*Texto proporcionado*

···

Los dos eran afables, con pasión por la vida y cariño por la gente. Parecía que su gran preocupación por sus hijos se extendía más allá de la casa, y se manifestaba en la necesidad de transformar el mundo para que fuera mejor. Su horizonte existencial abarcaba el bienestar de la comunidad, la responsabilidad política y la necesaria conversación informal con todos. Había tiempo para mucho, especialmente para lo importante. No se podía vivir indiferente hacia el necesitado ni ser reluctante en ayudar en lo que fuera necesario.

Siempre fuimos una familia muy católica, aunque la devoción mariana muy fuerte estaba en mi madre; una forma de religiosidad más simple, pero no menos fuerte, la representaba mi padre. Se trataba de una fe que se nutría de la doctrina social de la Iglesia y de la preocupación por participar activamente en lo que compartimos en la sociedad. Su santo favorito era san Pancracio, que en la imagen de la iglesia de la Soledad que solíamos frecuentar sostenía un libro en el que se leía “Danos salud y trabajo”.

Íbamos al cine y al teatro, al punto de agotar las carteleras. Cuando esto pasaba, una película buena en casa era una opción. No faltaban las salidas los sábados a comer juntos, ni las visitas de los domingos a casa de nuestros abuelos. En esas ocasiones, las conversaciones llenaban el espacio y daba tiempo a los niños de la familia a crear todo tipo de diversiones, porque se juntaban muchos tíos y primos. Lo bueno era que se cultivaba el deseo por ir más allá de lo inmediato, por aprender de aquellos que habían vivido más y por comprender mejor lo que convenía al país.

Si bien él murió hace 30 años, la partida de mi madre hace unos meses nos ha hecho pensar en su legado. Una herencia que no se fundamenta en los bienes materiales, sino en una actitud ante la vida. No se trata de una cosa que se vive en el intimismo, sino que empuja a elevar los ojos ante una realidad que se nos presenta desafiante y hasta preocupante.

Apertura hacia el otro

Testigos de la guerra del 48, mis padres tuvieron experiencias diferentes en lo que respecta a los bandos encontrados, pero eso no afectó su relación adulta ni desequilibró la balanza a favor de ideologías que se podían presentar como contrastantes. Ellos se centraron en lo que los unía y en lo que podían ofrecer a otros. Cada uno se comprometía a levantar las bases de una nueva convivencia, como si fuera un imperativo divino. En parte lo era, pero también su apertura al otro los hacía particularmente comprometidos a no dejarse vencer por la apatía o la indiferencia a lo colectivo, fuera lo inmediatamente comunal o lo nacional. Particularmente triste para ellos era descubrir la corrupción.

···

*Tareas por realizar*
1. Traduce al inglés esta oración del texto proporcionado: «Una herencia que no se fundamenta en los bienes materiales, sino en una actitud ante la vida.»
2. Copia del texto proporcionado el fragmento que empieza en "Apertura hacia el" y termina en "descubrir la corrupción.".
El listado no tiene ningún papel en esta parte.

*Datos proporcionados*
···

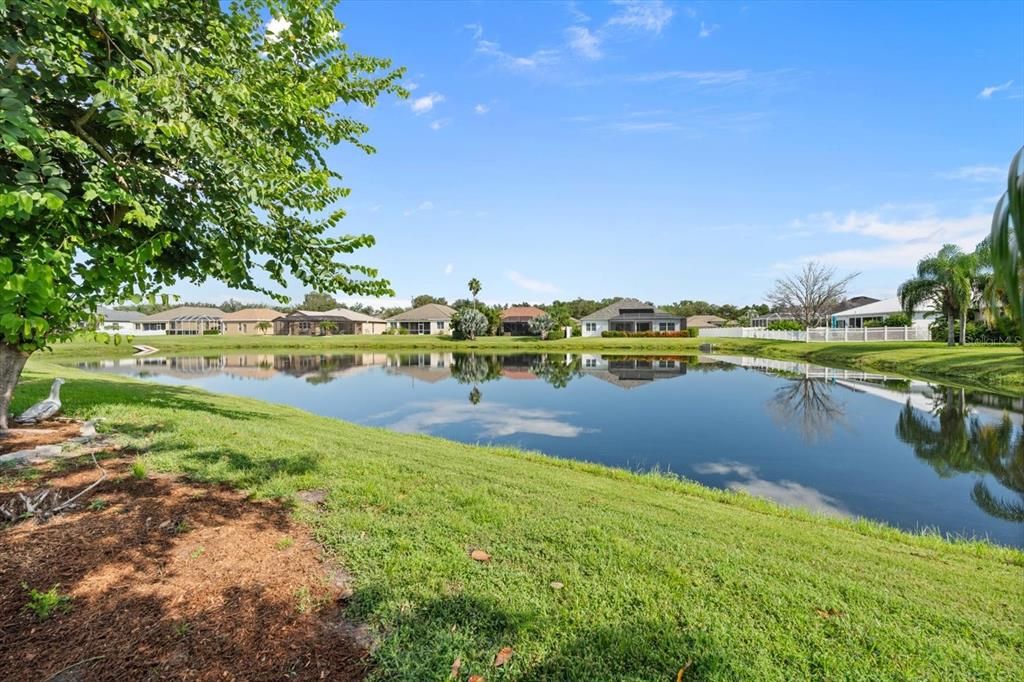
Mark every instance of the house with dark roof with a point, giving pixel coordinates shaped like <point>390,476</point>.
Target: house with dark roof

···

*Respuestas esperadas*
1. An inheritance founded not on material goods, but on an attitude toward life.

2.
Apertura hacia el otro

Testigos de la guerra del 48, mis padres tuvieron experiencias diferentes en lo que respecta a los bandos encontrados, pero eso no afectó su relación adulta ni desequilibró la balanza a favor de ideologías que se podían presentar como contrastantes. Ellos se centraron en lo que los unía y en lo que podían ofrecer a otros. Cada uno se comprometía a levantar las bases de una nueva convivencia, como si fuera un imperativo divino. En parte lo era, pero también su apertura al otro los hacía particularmente comprometidos a no dejarse vencer por la apatía o la indiferencia a lo colectivo, fuera lo inmediatamente comunal o lo nacional. Particularmente triste para ellos era descubrir la corrupción.